Task description: What follows is a listing. Return every line of it exactly.

%%

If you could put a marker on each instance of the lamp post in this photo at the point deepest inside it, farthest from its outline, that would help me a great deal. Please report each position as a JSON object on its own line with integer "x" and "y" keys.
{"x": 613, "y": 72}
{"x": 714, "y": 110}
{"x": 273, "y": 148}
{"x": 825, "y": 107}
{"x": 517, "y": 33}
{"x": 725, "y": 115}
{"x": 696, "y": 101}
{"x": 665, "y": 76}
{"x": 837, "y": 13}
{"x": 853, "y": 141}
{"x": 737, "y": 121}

%%

Solved exercise:
If you could put a marker on each instance of the lamp post in this photo at the point deepest inside it, farthest from its outline, that would help me a great deal. Please report each position as a JSON object on its own line with integer "x" and "y" keys.
{"x": 613, "y": 72}
{"x": 714, "y": 110}
{"x": 273, "y": 148}
{"x": 825, "y": 107}
{"x": 517, "y": 33}
{"x": 725, "y": 115}
{"x": 696, "y": 101}
{"x": 665, "y": 76}
{"x": 837, "y": 13}
{"x": 853, "y": 141}
{"x": 737, "y": 121}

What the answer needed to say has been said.